Arapça:
وَمَا كَانَ لِنَفْسٍ أَن تَمُوتَ إِلَّا بِإِذْنِ اللَّهِ كِتَابًا مُّؤَجَّلًا ۗ وَمَن يُرِدْ ثَوَابَ الدُّنْيَا نُؤْتِهِ مِنْهَا وَمَن يُرِدْ ثَوَابَ الْآخِرَةِ نُؤْتِهِ مِنْهَا ۚ وَسَنَجْزِي الشَّاكِرِينَ
Çeviriyazı:
vemâ kâne linefsin en temûte illâ biiẕni-llâhi kitâbem müeccelâ. vemey yürid ŝevâbe-ddünyâ nü'tihî minhâ. vemey yürid ŝevâbe-l'âḫirati nü'tihî minhâ. veseneczi-şşâkirîn.
Elmalılı Muhammed Hamdi Yazır:
Allah'ın izni olmadıkça hiçbir kimseye ölmek yoktur. (Ölüm) belirli bir süreye göre yazılmıştır. Kim dünya menfaatini dilerse, kendisine ondan veririz. Kim de ahiret sevabını isterse ona da ondan veririz. Biz şükredenleri mükafatlandıracağız.
Diyanet İşleri:
Hiçbir kimse Allah'ın izni olmadan ölmez; o, belli bir vakte bağlanmıştır. Kim dünya nimetini isterse ona ondan veririz; ve kim ahiret nimetini isterse ona ondan veririz. Şükredenlerin mükafatını vereceğiz.
Abdulbakî Gölpınarlı:
Allah'ın izni olmadıkça hiçbir kimse ölmez. Ölüm, vakti tayin edilmiş bir yazıdır. Kim dünya nimetlerini isterse ona dünyadan nimetler veririz ve kim ahiret mükafatını dilerse ona ahirete ait mükafatlar ihsan ederiz ve biz, şükredenleri yakında mükafatlandıracağız.
Şaban Piriş:
Hiç kimse, Allah’ın izni olmadan ve takdir edip, yazdığı süresi gelmeden ölmez. Dünya nimeti isteyene ondan veririz. Ahiret nimeti isteyene de ondan veririz. Biz, şükredenleri mükâfatlandıracağız.
Edip Yüksel:
ALLAH'ın izni olmadan hiç kimse ölemez. Ölümün belirlenmiş bir süresi var. Kim dünya nimetini isterse ona ondan veririz, kim ahiret nimetini isterse ona da ondan veririz. Şükredenleri ödüllendireceğiz.

○ ○ ○ ○ ○

--- Yapılacak Görevler ---
#1 Ayet metninde "Elmalılı Muhammed Hamdi" ile "Biz şükredenleri mükafatlandıracağız." arasındaki bölümü, her ikisi de dahil olmak üzere aynen kopyalayınız.
#2 Ayet metnine göre aşağıdaki soruları yanıtlayınız.
(a) Abdulbakî Gölpınarlı çevirisinde ölüm ne olarak tanımlanmaktadır?
(b) Elmalılı Muhammed Hamdi Yazır çevirisine göre dünya menfaatini dileyen kimseye ne yapılacaktır?
(c) Edip Yüksel çevirisinde şükredenlere ne yapılacağı bildirilmektedir?

Etiketleme veri kümesinden kayıtlar:

○ ○ ○ ○ ○

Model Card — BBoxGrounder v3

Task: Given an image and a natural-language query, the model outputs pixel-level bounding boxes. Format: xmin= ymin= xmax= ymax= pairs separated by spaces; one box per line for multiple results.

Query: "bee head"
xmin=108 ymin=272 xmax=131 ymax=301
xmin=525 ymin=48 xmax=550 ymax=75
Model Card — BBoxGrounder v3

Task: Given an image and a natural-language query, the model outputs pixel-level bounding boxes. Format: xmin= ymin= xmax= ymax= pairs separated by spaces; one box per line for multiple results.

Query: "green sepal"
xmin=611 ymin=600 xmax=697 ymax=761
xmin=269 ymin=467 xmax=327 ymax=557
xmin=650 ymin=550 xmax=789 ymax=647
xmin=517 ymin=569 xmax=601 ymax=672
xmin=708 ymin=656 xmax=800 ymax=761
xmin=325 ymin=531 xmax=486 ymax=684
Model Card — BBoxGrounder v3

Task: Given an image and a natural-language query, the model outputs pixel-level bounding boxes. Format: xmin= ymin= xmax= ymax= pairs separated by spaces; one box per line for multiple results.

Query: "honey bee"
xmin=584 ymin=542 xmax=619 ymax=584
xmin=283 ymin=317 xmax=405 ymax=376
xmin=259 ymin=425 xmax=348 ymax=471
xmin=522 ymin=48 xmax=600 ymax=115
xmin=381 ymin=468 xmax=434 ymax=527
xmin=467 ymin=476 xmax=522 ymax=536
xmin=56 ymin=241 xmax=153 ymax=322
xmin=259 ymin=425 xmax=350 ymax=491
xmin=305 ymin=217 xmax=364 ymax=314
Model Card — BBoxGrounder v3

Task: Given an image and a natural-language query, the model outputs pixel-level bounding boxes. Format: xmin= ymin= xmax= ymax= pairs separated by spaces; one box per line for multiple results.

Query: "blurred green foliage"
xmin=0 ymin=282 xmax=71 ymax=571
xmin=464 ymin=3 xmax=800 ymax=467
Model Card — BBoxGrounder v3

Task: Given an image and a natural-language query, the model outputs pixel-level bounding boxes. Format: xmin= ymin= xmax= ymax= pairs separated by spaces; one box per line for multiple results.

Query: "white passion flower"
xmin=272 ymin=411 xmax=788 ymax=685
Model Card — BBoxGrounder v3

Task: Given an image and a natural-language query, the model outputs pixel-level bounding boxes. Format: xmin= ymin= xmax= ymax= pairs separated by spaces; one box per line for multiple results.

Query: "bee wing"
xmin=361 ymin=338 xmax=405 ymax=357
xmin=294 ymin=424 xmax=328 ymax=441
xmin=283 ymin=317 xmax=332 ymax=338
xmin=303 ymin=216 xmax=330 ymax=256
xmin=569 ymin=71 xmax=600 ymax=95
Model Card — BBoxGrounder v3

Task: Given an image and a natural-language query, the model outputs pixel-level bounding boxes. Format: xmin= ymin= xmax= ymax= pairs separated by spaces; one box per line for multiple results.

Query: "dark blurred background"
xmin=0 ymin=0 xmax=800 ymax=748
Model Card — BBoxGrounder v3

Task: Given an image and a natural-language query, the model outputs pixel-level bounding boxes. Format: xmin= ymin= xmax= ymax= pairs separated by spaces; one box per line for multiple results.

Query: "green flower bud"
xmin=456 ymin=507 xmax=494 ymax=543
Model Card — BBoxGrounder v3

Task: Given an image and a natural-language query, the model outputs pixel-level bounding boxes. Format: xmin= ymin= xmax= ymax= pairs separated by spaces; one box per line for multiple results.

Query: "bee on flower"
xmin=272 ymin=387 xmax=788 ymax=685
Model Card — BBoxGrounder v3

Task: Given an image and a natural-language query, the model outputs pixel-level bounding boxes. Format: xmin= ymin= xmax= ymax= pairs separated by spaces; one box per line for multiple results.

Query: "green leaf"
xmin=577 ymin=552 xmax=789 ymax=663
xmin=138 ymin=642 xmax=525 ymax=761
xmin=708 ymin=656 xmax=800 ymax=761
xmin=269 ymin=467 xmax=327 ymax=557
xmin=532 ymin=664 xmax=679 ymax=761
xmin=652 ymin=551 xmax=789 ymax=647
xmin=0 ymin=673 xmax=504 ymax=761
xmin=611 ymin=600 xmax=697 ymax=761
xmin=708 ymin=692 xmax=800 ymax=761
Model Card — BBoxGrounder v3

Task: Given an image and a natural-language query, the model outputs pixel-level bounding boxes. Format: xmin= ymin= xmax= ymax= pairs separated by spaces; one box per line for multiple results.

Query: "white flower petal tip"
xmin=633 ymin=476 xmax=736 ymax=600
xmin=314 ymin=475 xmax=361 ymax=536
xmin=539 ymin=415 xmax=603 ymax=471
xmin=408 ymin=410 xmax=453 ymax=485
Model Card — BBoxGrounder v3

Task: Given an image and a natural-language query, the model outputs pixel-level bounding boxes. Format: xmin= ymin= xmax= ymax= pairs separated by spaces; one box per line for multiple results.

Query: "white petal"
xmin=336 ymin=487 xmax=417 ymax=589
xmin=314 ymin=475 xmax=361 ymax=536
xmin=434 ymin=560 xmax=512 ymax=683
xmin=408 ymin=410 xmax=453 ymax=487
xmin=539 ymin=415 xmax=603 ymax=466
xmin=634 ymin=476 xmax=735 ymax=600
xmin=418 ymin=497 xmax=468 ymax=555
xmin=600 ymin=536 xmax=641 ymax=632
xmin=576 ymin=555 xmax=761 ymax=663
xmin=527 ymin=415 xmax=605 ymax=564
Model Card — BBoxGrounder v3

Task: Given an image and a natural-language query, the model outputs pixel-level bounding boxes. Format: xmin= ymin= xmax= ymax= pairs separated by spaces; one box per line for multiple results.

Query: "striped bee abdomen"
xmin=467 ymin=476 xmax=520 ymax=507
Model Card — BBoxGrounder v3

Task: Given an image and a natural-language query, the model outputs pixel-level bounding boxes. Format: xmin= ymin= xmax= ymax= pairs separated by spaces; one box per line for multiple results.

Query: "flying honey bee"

○ ○ ○ ○ ○

--- Alıştırma Çözümleri ---
#1
Elmalılı Muhammed Hamdi Yazır:
Allah'ın izni olmadıkça hiçbir kimseye ölmek yoktur. (Ölüm) belirli bir süreye göre yazılmıştır. Kim dünya menfaatini dilerse, kendisine ondan veririz. Kim de ahiret sevabını isterse ona da ondan veririz. Biz şükredenleri mükafatlandıracağız.

#2
(a) Vakti tayin edilmiş bir yazı olarak.
(b) Kendisine ondan verilecektir.
(c) Ödüllendirilecekleri bildirilmektedir.